**EXERCISE PROMPT**
Turn every line of the material below into a numbered list, skipping any blank lines.

(Data entries)
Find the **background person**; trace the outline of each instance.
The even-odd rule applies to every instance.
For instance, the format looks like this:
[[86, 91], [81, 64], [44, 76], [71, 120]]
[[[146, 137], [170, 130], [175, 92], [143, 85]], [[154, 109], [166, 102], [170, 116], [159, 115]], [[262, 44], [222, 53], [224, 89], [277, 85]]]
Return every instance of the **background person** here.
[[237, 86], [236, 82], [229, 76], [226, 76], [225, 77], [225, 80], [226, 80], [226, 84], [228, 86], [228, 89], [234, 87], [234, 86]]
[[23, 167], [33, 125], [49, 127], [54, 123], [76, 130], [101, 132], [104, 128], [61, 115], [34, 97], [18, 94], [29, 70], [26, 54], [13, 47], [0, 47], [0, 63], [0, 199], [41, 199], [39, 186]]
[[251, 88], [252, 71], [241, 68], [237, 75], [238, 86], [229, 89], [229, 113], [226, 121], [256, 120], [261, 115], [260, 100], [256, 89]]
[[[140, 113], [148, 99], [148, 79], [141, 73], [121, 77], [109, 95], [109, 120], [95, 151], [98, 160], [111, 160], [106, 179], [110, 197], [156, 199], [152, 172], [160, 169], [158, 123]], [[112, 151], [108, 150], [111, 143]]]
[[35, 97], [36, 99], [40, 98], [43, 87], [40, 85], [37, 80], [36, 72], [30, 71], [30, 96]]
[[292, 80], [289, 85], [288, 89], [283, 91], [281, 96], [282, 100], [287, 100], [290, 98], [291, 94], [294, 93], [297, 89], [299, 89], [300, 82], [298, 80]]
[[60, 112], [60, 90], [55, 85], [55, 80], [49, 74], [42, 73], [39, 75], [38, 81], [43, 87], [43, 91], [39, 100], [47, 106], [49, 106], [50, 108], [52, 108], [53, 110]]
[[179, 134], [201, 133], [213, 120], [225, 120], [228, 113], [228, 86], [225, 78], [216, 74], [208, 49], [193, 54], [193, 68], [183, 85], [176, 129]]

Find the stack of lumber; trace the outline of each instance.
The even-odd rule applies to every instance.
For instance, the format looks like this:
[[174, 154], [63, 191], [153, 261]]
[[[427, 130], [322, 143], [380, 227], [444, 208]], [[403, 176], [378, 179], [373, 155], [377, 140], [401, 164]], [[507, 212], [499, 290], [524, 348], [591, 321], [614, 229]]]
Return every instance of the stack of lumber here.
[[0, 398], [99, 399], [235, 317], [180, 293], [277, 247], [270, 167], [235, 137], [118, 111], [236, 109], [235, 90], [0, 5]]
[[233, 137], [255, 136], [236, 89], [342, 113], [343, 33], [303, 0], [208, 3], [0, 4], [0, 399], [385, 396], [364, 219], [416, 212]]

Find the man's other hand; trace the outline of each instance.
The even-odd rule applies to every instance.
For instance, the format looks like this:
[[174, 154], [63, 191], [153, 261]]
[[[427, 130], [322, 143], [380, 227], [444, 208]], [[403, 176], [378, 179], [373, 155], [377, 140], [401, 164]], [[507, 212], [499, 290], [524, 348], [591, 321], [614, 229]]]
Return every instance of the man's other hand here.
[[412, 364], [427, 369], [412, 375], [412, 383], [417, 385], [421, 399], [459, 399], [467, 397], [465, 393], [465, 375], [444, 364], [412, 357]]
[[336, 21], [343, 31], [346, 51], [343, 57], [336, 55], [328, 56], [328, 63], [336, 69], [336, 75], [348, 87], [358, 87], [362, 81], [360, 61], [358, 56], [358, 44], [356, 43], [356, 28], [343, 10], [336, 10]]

**RESPONSE**
1. Find the **background person**; trace the outline of each instance.
2. The even-odd rule applies to every instance.
3. For instance, the format looks like this:
4. [[86, 91], [81, 64], [44, 76], [71, 120]]
5. [[[146, 137], [170, 130], [175, 92], [143, 85]], [[154, 109], [166, 102], [170, 116], [159, 115]], [[262, 44], [222, 53], [224, 89], [277, 85]]]
6. Return every instance of the **background person** here.
7. [[237, 86], [236, 82], [229, 76], [226, 76], [225, 77], [225, 80], [226, 80], [226, 84], [228, 86], [228, 89], [234, 87], [234, 86]]
8. [[23, 167], [33, 125], [49, 127], [54, 123], [76, 130], [101, 132], [104, 128], [61, 115], [34, 97], [18, 94], [29, 70], [26, 54], [13, 47], [0, 47], [0, 63], [0, 199], [41, 199], [39, 186]]
9. [[251, 88], [252, 71], [241, 68], [237, 75], [238, 86], [229, 89], [229, 113], [226, 121], [256, 120], [261, 115], [260, 100], [256, 89]]
10. [[[140, 113], [148, 99], [148, 79], [141, 73], [121, 77], [109, 95], [109, 120], [95, 151], [98, 160], [111, 160], [106, 179], [110, 197], [156, 199], [152, 172], [160, 169], [158, 123]], [[112, 151], [108, 150], [111, 143]]]
11. [[35, 97], [36, 99], [40, 98], [43, 87], [40, 85], [37, 80], [36, 72], [30, 71], [30, 96]]
12. [[292, 80], [289, 85], [288, 89], [283, 91], [281, 96], [282, 100], [287, 100], [290, 98], [291, 94], [294, 93], [297, 89], [299, 89], [300, 82], [298, 80]]
13. [[60, 112], [60, 90], [55, 85], [55, 80], [49, 74], [42, 73], [39, 75], [38, 81], [43, 87], [43, 91], [39, 100], [47, 106], [49, 106], [50, 108], [52, 108], [53, 110]]
14. [[179, 134], [201, 133], [213, 120], [225, 120], [228, 113], [228, 86], [225, 78], [216, 74], [208, 49], [193, 54], [193, 68], [183, 85], [176, 129]]
15. Find the stack of lumber; trace the outline of each instance.
16. The even-odd rule applies to every instance.
17. For instance, the format looks like this:
18. [[174, 154], [63, 191], [153, 261]]
19. [[[427, 130], [322, 143], [380, 227], [444, 208]], [[403, 176], [378, 179], [373, 155], [377, 140], [401, 164]], [[507, 212], [499, 290], [524, 348], [591, 321], [614, 229]]]
20. Return every instance of the stack of lumber here.
21. [[0, 398], [99, 399], [235, 317], [180, 293], [277, 247], [270, 167], [235, 137], [118, 111], [236, 109], [235, 90], [0, 5]]
22. [[233, 137], [255, 136], [236, 89], [342, 113], [343, 33], [303, 0], [208, 3], [0, 4], [0, 399], [385, 396], [364, 219], [416, 212]]
23. Find the man's other hand; trace the outline of each instance.
24. The even-odd rule applies to every instance.
25. For instance, the format looks like this:
26. [[174, 154], [63, 191], [153, 261]]
27. [[[427, 130], [322, 143], [380, 227], [444, 208]], [[403, 176], [378, 179], [373, 155], [377, 140], [401, 164]], [[507, 212], [499, 290], [524, 348], [591, 321], [614, 229]]]
28. Return every instance of the man's other hand here.
29. [[412, 364], [427, 369], [412, 375], [412, 383], [417, 385], [421, 399], [459, 399], [467, 397], [465, 393], [465, 375], [444, 364], [412, 357]]
30. [[336, 21], [343, 31], [346, 51], [343, 57], [336, 55], [328, 56], [328, 63], [336, 69], [336, 75], [348, 87], [358, 87], [362, 81], [360, 61], [358, 56], [358, 44], [356, 43], [356, 28], [343, 10], [336, 10]]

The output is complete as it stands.